YOUR TASK
Rewrite the data below as a JSON list of strings with one string per line and no blank lines. Include only the lines from the one containing "Where in the photo above can the shirt cuff" through the end of the data, both ends included.

[Extracted data entries]
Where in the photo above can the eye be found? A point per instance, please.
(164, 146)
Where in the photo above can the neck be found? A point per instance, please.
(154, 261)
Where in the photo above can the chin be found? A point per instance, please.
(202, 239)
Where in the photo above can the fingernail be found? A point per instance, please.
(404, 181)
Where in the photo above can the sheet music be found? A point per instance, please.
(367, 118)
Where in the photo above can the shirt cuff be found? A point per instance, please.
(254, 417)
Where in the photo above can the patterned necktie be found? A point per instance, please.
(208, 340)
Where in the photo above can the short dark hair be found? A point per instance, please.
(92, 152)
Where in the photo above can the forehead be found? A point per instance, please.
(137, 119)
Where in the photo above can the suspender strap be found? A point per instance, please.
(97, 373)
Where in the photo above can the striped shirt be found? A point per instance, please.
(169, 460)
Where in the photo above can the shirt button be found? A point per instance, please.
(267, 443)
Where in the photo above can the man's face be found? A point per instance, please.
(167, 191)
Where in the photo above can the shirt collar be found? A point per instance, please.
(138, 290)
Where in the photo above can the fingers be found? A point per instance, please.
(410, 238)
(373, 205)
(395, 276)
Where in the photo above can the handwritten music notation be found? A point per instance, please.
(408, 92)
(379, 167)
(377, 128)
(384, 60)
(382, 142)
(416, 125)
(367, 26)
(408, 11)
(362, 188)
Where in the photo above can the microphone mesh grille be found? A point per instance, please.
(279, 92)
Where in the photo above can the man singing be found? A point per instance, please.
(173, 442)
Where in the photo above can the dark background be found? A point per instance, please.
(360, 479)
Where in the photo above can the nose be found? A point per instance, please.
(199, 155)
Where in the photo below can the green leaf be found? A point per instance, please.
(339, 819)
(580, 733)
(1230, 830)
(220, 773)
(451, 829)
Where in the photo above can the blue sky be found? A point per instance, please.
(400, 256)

EXERCISE OUTPUT
[
  "Where in the photo above can the shirt cuff be found? A point per instance, please.",
  "(254, 417)",
  "Where in the photo above can the patterned necktie be found? A point per instance, please.",
  "(208, 340)",
  "Where in the photo above can the short dark hair be found? A point per instance, please.",
  "(92, 152)",
  "Where in the photo above can the forehead be found? A point per instance, please.",
  "(137, 119)",
  "Where in the photo above can the suspender strap be found? A point per instance, please.",
  "(97, 373)",
  "Where in the photo above can the striped shirt be found? A point per instance, please.",
  "(169, 460)",
  "Where in the photo above can the shirt button be found? A point per instance, please.",
  "(267, 443)",
  "Where in the photo above can the man's face be found? A point per instance, please.",
  "(167, 191)",
  "Where in the photo above can the shirt collar be found? A point per instance, please.",
  "(138, 290)",
  "Where in the photo above can the fingers be found? A point per instance, please.",
  "(410, 238)",
  "(373, 205)",
  "(395, 276)",
  "Where in the photo above can the handwritten music notation be found? A point per instance, please.",
  "(408, 92)",
  "(379, 167)",
  "(377, 128)",
  "(384, 60)",
  "(382, 142)",
  "(416, 125)",
  "(367, 26)",
  "(408, 11)",
  "(362, 188)",
  "Where in the photo above can the microphone mesh grille be found? A point per instance, please.",
  "(279, 92)",
  "Where in the photo above can the man singing be found? A point per instance, please.",
  "(173, 442)",
  "Where in the photo above can the dark background be found? A point per instance, please.",
  "(360, 479)",
  "Where in the photo above can the nose be found? A point per instance, please.",
  "(199, 155)",
  "Where in the photo below can the green leaf be found? A point per instance, please.",
  "(339, 819)",
  "(580, 733)",
  "(1230, 830)",
  "(220, 773)",
  "(451, 829)",
  "Where in the photo above can the blue sky be found? A point per instance, please.",
  "(400, 256)"
]